TO BE DONE
Go through the records underneath and write each one out again exactly.
— Start —
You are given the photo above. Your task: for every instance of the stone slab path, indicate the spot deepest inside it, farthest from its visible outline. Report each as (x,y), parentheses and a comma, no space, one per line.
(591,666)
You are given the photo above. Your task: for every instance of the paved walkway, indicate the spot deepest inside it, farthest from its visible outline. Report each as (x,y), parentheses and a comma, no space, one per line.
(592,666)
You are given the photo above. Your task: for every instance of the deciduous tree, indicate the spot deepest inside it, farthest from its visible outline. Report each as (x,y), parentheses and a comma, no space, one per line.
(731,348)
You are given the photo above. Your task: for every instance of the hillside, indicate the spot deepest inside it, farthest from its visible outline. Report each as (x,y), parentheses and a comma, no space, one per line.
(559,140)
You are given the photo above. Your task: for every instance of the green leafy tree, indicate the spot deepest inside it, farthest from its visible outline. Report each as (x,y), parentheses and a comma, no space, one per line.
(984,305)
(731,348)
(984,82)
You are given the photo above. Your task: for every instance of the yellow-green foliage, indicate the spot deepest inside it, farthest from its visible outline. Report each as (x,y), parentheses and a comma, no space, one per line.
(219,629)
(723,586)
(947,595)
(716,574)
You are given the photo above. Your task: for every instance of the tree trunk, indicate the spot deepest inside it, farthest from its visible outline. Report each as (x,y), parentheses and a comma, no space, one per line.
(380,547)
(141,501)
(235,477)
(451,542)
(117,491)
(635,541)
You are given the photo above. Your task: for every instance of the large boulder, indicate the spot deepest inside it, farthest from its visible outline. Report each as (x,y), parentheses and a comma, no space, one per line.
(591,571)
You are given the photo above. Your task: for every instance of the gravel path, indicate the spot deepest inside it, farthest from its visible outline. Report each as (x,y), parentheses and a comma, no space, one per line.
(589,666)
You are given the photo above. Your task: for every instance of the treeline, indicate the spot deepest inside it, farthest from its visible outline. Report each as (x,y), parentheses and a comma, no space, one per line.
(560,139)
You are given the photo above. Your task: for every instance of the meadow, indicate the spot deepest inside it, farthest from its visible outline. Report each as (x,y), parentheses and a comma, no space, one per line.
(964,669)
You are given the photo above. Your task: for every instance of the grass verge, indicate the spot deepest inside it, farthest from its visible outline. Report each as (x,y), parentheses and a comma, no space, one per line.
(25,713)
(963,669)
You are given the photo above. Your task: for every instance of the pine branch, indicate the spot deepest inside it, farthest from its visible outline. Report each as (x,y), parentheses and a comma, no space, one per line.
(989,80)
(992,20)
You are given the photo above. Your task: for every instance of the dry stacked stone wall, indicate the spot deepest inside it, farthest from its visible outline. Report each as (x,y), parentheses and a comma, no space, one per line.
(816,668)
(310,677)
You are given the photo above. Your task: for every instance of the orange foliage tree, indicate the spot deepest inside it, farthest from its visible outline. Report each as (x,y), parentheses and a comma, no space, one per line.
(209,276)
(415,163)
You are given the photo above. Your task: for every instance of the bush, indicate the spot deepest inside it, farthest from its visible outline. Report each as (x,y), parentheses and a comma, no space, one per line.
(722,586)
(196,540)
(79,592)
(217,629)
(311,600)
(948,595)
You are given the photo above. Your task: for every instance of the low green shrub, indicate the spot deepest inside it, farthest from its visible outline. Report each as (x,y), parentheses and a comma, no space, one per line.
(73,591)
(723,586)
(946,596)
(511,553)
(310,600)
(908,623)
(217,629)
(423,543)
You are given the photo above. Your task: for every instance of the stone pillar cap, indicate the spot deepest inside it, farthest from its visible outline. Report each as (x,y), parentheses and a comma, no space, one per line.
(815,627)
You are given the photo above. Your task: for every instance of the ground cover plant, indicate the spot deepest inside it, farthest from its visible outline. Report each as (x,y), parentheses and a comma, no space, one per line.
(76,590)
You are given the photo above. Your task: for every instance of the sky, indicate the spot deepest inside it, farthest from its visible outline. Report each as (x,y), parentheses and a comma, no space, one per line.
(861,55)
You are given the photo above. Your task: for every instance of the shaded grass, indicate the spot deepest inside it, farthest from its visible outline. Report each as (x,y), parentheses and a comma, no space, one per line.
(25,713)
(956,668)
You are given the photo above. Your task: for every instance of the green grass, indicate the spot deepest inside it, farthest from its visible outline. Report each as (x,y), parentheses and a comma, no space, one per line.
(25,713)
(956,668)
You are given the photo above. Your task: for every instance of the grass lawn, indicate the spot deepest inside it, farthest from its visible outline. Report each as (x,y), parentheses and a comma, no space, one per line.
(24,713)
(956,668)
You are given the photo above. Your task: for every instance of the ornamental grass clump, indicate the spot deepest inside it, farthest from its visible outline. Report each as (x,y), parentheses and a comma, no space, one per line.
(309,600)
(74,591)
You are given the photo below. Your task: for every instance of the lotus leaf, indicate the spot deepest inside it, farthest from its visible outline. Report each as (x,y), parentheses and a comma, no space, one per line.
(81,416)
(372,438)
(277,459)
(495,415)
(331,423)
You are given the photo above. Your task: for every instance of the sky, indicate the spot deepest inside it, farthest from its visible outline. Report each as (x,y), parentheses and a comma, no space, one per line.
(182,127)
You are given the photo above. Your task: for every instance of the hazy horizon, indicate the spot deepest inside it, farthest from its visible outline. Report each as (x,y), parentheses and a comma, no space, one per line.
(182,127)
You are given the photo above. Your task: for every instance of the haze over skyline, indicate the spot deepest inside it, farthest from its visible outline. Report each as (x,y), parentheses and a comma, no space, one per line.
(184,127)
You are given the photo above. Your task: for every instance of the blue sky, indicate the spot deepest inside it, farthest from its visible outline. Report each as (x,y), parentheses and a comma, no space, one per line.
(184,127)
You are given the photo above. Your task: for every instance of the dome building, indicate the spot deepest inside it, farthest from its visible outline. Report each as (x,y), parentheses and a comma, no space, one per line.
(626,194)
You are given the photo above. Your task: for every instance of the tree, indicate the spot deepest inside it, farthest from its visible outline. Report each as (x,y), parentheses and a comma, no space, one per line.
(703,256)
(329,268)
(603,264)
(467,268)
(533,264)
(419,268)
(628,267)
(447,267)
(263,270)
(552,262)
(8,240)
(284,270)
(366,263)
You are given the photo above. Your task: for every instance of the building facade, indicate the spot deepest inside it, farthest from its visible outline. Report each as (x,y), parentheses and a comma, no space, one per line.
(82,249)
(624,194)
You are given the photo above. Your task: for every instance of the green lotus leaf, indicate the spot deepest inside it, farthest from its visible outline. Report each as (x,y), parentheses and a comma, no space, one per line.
— End —
WRITTEN SOLUTION
You are given the photo above. Your task: for every instance of the stone slab path, indicate the spot deepest inside it, farthest from its visible outline. Report each as (x,y), parentheses and a comma, no space, one per line.
(591,666)
You are given the photo above. Your task: for every instance of the paved walkway, indicate the spot deepest inside it, farthest from its visible outline. Report each as (x,y), parentheses and a comma, no space, one per line.
(592,666)
You are given the photo above. Your task: for every instance of the deciduous tree, indicate the spot deepest inside it, farthest from its visible outline. Report each as (x,y), parentheses and a comma, no space, one per line.
(731,348)
You are given the photo above. Your task: for every instance of the hillside, indicate the spot deepest inside it, farthest from its visible outline. Report each as (x,y), parentheses and a comma, no space, one per line.
(559,140)
You are given the photo above. Your task: for every instance of the green leafy tree, indicate the spot deepest inside it, farthest from its visible outline. Report each as (x,y), parentheses and a comma, no space, one per line.
(984,305)
(731,348)
(984,82)
You are given the photo above. Your task: for every instance of the yellow-green foliage, indicate the spot deepest inside it, farthest from its visible outline. Report each as (x,y), parentheses and a comma, no space, one per line.
(219,629)
(723,586)
(947,595)
(716,574)
You are given the photo above. Your task: for every instance of the tree trunk, indicate the spot deepest inside it, farthest from its visible outline. Report each as (x,y), parentheses and a comma, no space, one per line.
(380,547)
(141,501)
(235,477)
(451,542)
(117,491)
(635,541)
You are given the photo above. Your task: for every instance of the large boulder, indicate the spot deepest inside it, farthest from its visible outline. Report each as (x,y), parentheses and a comma, no space, one per line.
(591,571)
You are given the photo above. Your task: for every instance of the gravel path, indicate the spot deepest inside it, farthest from its visible outline. Report each as (x,y), parentheses and a comma, no space, one per line.
(589,666)
You are given the photo above. Your task: for every instance of the treeline, indicate the spot deepest inside it, farthest from its visible outline. Report each as (x,y), parentheses and a comma, no space, one per line.
(560,139)
You are given the photo above. Your task: for every instance of the meadow, indicate the spot deepest inside it, farthest from its visible outline. Report each as (x,y), parentheses and a comma, no space, one per line.
(964,669)
You are given the photo above. Your task: for every instance of the grass verge, indicate the spot deepest inside it, farthest from its visible outline. Report each as (x,y), parentheses and a comma, no space, one per line.
(25,713)
(963,669)
You are given the photo above. Your task: for every instance of the pine branch, indicate the spot deepest inside it, farthest from its visible outline. Report each as (x,y), parentheses and a comma, no space, one per line.
(989,80)
(992,20)
You are given the photo above. Your task: for every instance of the dry stacked stone wall, indicate the spot deepest inside it, farthest from its visible outline. Report each as (x,y), parentheses and a comma, no space, one per line.
(816,668)
(310,677)
You are given the photo above. Your task: for every instance of the orange foliage tree, indicate the spot deepest inside it, farthest from its visible outline. Report each as (x,y), parentheses and a comma, no space, one per line.
(209,276)
(415,163)
You are given the photo above. Your task: for every instance of the bush, indicate the spot deepest inside it, farthest from its visible outline. Report each as (x,y), parentheses and a comma, no space, one per line.
(722,586)
(196,540)
(79,592)
(217,629)
(311,600)
(948,595)
You are given the photo above. Your task: for every instance of the low green shrub, indicate the spot deepest inside it, farthest from its visible outline. Report each as (x,y), parentheses and a comma, no space, one per line.
(73,591)
(723,586)
(946,596)
(511,553)
(310,600)
(908,623)
(217,629)
(423,543)
You are given the photo above. Your task: for every instance of the stone pillar cap, indicate the spot deepest inside it, farthest from its visible outline. Report each as (x,y), parentheses and a comma, no space, one per line.
(815,627)
You are given the photo above. Your task: for every instance of the ground cover plant, indicate the spot deepest inside it, farthest from its visible outline. Report each as (x,y), parentheses and a comma, no space, one per line.
(76,590)
You are given the photo above. Your task: for every instance of the sky, indicate the spot deepest inside it, farthest from its visible outline. Report each as (x,y), parentheses and a comma, no space, one per line.
(861,55)
You are given the photo above. Your task: for every instance of the shaded grass, indicate the spot deepest inside it, farthest from its visible outline. Report each as (x,y), parentheses and a comma, no space, one per line.
(25,713)
(956,668)
You are given the photo above. Your task: for every instance of the green grass, indicate the spot deepest inside it, farthest from its visible outline. Report each as (x,y), parentheses and a comma, no space, one per line.
(25,713)
(956,668)
You are given the photo above. Your task: for every instance of the grass lawn, indicate the spot deepest inside it, farthest from its visible outline. Report each as (x,y), parentheses and a comma, no space, one per line.
(24,713)
(956,668)
You are given the photo above. Your task: for every instance of the ornamental grass clump, indicate the spot deepest inside it, farthest from its visible outline. Report each as (x,y), parentheses and a comma, no space, one per line.
(309,600)
(74,591)
You are given the photo below. Your task: for every instance of the lotus leaf, indicate the spot deepest inside it, farthest from its visible outline. Report each as (x,y), parentheses and a comma, no space, one per line.
(81,416)
(372,438)
(277,459)
(495,415)
(331,423)
You are given the photo above. Your task: for every instance of the sky, indicate the spot deepest inside it, farthest from its visible outline. Report each as (x,y), parentheses and a comma, no space, one per line.
(182,127)
You are given the photo above. Your task: for every instance of the hazy horizon, indicate the spot deepest inside it, farthest from its visible outline. Report each as (x,y), parentheses and a comma, no space, one per line.
(182,127)
You are given the photo above. Your task: for every instance of the haze over skyline, indicate the spot deepest inside it, farthest from its visible outline. Report each as (x,y), parentheses and a comma, no space, one per line.
(184,127)
You are given the photo above. Your task: for every instance of the blue sky, indicate the spot deepest inside it, farthest from its visible outline. Report each as (x,y), parentheses and a comma, no space, one per line.
(184,127)
You are given the photo above. Your task: for every instance of the dome building, indicate the spot deepest inside it, farthest from its visible outline. Report each as (x,y), parentheses and a comma, no space, one per line.
(626,194)
You are given the photo above. Your task: for every instance of the tree, indicate the spot deepest inside it, farthest from its visible outline. Report each as (x,y), parentheses and a comma, no space, one per line.
(703,256)
(329,268)
(603,264)
(467,268)
(533,264)
(419,268)
(628,267)
(447,267)
(263,270)
(552,262)
(8,240)
(284,270)
(366,263)
You are given the photo above. Your task: for every instance of the building facade, indicate the spot deepest inside it, farthest from its visible outline. Report each as (x,y), parentheses and a comma, no space, one per line.
(82,249)
(624,194)
You are given the photo above. Your task: for every instance of the green lotus leaf, indicate the spot deepest inside it, farthest from its visible outline. Report each as (x,y), parentheses and a comma, no space, one per line.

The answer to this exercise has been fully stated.